* **PROBLEM**
Reproduce all of the data below, swapping each occurrence of "Target" for "Label" and keeping every other character the same.

* **Stored records**

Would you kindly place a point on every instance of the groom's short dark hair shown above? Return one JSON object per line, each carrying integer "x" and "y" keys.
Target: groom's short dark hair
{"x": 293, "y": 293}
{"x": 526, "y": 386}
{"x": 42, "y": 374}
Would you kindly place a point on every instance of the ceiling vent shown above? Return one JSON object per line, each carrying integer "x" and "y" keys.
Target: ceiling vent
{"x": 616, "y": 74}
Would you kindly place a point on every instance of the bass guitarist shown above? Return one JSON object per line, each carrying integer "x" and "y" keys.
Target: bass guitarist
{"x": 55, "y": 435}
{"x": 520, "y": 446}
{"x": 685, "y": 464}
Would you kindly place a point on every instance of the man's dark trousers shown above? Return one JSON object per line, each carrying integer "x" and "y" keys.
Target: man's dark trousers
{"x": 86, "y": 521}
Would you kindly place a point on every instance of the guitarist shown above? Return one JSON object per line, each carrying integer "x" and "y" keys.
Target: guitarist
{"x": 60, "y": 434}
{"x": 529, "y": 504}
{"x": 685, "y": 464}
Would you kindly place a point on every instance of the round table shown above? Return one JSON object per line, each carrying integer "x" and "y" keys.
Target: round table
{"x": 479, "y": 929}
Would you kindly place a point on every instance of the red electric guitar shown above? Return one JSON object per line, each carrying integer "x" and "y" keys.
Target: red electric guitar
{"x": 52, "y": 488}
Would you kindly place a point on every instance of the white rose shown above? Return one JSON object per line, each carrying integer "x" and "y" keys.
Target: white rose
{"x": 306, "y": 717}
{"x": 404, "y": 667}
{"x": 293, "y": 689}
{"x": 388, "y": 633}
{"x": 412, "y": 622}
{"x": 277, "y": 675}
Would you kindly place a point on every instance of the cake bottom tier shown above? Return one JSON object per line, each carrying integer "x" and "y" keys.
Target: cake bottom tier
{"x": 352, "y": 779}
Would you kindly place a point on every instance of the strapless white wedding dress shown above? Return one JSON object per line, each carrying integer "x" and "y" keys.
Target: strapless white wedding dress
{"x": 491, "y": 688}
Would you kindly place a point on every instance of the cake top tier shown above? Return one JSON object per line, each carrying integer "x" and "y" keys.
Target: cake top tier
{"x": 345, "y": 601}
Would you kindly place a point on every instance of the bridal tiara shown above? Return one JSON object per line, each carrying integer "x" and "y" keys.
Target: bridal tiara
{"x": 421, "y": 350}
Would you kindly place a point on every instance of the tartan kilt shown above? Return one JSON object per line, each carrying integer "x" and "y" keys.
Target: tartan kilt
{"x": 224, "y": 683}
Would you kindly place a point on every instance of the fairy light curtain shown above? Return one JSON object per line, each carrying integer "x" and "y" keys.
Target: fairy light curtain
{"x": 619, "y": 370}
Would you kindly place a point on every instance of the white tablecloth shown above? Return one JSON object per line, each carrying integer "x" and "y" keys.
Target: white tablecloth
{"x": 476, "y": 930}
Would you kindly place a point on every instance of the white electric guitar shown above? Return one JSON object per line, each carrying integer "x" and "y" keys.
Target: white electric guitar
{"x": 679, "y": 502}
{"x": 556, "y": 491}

* **FINISHED ANSWER**
Would you kindly place a point on every instance of the groom's short dark hair shown above? Return one JSON object per line, each carrying integer "x" and "y" keys.
Label: groom's short dark hair
{"x": 293, "y": 293}
{"x": 526, "y": 386}
{"x": 42, "y": 374}
Would you kindly place a point on every instance of the ceiling vent shown above? Return one JSON object per line, each carrying integer "x" and "y" keys.
Label: ceiling vent
{"x": 616, "y": 74}
Would you kindly place a point on every instance of the bass guitarist shown above? Return one JSON object per line, each carrying integer "x" and "y" keys.
Label: bass guitarist
{"x": 55, "y": 435}
{"x": 520, "y": 446}
{"x": 685, "y": 464}
Would you kindly place a point on every instance of the man's dark trousers shown above? Return one JSON object per line, each carrying integer "x" and "y" keys.
Label: man's dark trousers
{"x": 86, "y": 521}
Would you kindly place a point on every instance of the guitarist shown above? Return one JSON object per line, each carrying integer "x" and "y" keys.
Label: guitarist
{"x": 60, "y": 434}
{"x": 529, "y": 504}
{"x": 685, "y": 464}
Would you kindly place a point on every instance of the round table shown above? Return one JSON object per line, each carrying integer "x" and "y" keys.
Label: round table
{"x": 479, "y": 929}
Would you kindly place a point on every instance of the red electric guitar shown above? Return one JSON object per line, each carrying integer "x" and "y" keys.
Label: red electric guitar
{"x": 52, "y": 488}
Would you kindly place a point on every instance of the white rose shown above? Return one JSON object per line, each carrying integer "x" and "y" keys.
Label: white rose
{"x": 306, "y": 717}
{"x": 404, "y": 667}
{"x": 293, "y": 689}
{"x": 388, "y": 633}
{"x": 412, "y": 622}
{"x": 277, "y": 675}
Would you kindly place a point on every instance of the cake bottom tier shown above? Return one JSON object per line, each carrying integer "x" and "y" keys.
Label: cake bottom tier
{"x": 352, "y": 779}
Would you kindly place a point on every instance of the strapless white wedding dress shown above? Return one JSON object per line, each carrying integer "x" and "y" keys.
Label: strapless white wedding dress
{"x": 491, "y": 688}
Would you kindly place a point on every instance of the cake top tier shown above? Return one JSON object per line, each carrying integer "x" and "y" keys.
Label: cake top tier
{"x": 345, "y": 601}
Would you kindly place a point on every instance of the bridal tiara shown above? Return one JSON object per line, each carrying integer "x" and "y" keys.
Label: bridal tiara
{"x": 421, "y": 350}
Would you kindly place a point on every instance of the tartan kilt shown above? Return one JSON object per line, each carrying integer "x" and "y" keys.
Label: tartan kilt
{"x": 224, "y": 683}
Would you kindly place a point on every instance of the fairy light curtain shown above? Return one JSON object per line, each carrying integer "x" and "y" keys.
Label: fairy light curtain
{"x": 619, "y": 370}
Would you kindly place a point on every instance of the white tablecloth shown above? Return one JSON object per line, each carrying integer "x" and "y" keys.
Label: white tablecloth
{"x": 476, "y": 930}
Would you kindly place a point on every instance of the white electric guitar shown above? Return one JSON object per line, each carrying integer "x" and "y" keys.
Label: white electric guitar
{"x": 679, "y": 502}
{"x": 556, "y": 491}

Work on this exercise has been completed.